→ **Exercise requirements**
Restate the records in their entirety, word for word.

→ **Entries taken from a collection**
Content starts

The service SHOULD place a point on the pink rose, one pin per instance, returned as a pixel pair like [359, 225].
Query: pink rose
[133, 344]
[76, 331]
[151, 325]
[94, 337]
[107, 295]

Content ends

→ **Response area**
The service SHOULD place a point on the pink rose, one pin per instance, returned as a pixel pair like [359, 225].
Query: pink rose
[133, 344]
[76, 331]
[151, 325]
[94, 337]
[107, 295]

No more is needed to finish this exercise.